**Set of tasks**
1. Edit the passage on Jewish students at Providence College by rewriting the part that opens with "Maurice Greenstein, class" and closes with "away in 2014.", replacing "Biology" with "Chemistry".
2. Pick up the passage on Jewish students at Providence College after its last sentence and continue it.

**Text**

In the 1940s, over 500 young men came to Providence College under the Army Specialized Training Program. The program served to educate academically talented students for leadership roles in the Army during World War II. In March of 1944, those who were then at PC were ordered to active duty and participated in the D-Day operations. Thirty-seven members of this group were killed in action, and those who survived never returned to complete their studies. Today they are known as the “Lost Class of 1944.” Many of them were Jewish. 
Like other Providence College students, some Jewish students excelled in their studies and others did not. In general it was common for students to stay at the College for only one or two years (McCaffrey, 1985). Some transferred to other institutions, while others simply could not continue to pursue college study for a variety of economic and personal reasons.  

Maurice Greenstein, class of 1948, was the first Jewish valedictorian of Providence College and he was a Smith Hill native, residing at 42 Pratt St., next door to Abraham and Jacob Smith at 41 Pratt St. Josiah Sacks ’51 from Newport, Rhode Island, graduated second in his class. His classmate Robert Krasner ’51 also graduated in the top 15% of his class. In 1958, Krasner was hired at Providence College joining the Biology faculty. He was one of the first Jewish faculty hired at the College. After fifty years of teaching, Krasner retired in 2008. He passed away in 2014.

Stored entries:

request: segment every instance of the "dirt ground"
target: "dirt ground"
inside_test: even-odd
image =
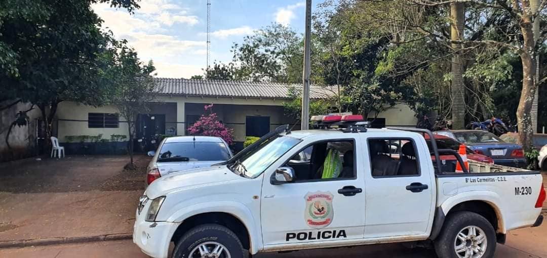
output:
[[[0,241],[126,233],[150,160],[73,156],[0,163]]]
[[[151,157],[136,155],[139,169],[124,171],[127,156],[71,156],[0,163],[0,191],[66,192],[144,190]]]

**Numbered responses**
1.
Maurice Greenstein, class of 1948, was the first Jewish valedictorian of Providence College and he was a Smith Hill native, residing at 42 Pratt St., next door to Abraham and Jacob Smith at 41 Pratt St. Josiah Sacks ’51 from Newport, Rhode Island, graduated second in his class. His classmate Robert Krasner ’51 also graduated in the top 15% of his class. In 1958, Krasner was hired at Providence College joining the Chemistry faculty. He was one of the first Jewish faculty hired at the College. After fifty years of teaching, Krasner retired in 2008. He passed away in 2014.

2.
At Commencement exercises in this period, degrees were conferred by the Bishop of Providence. As part of the ceremony, students approached the bishop, who was seated, knelt in front of him, and kissed his ring. Several Jewish alumni recalled that they were caught by surprise and found themselves in a quandary while waiting in line. While some followed the protocol of the ceremony, others did not. One alumnus of the 1940s reports that when his name was called, Bishop Francis Keough extended his hand and said, “Mazel tov!” (a Yiddish phrase meaning, “good fortune!”).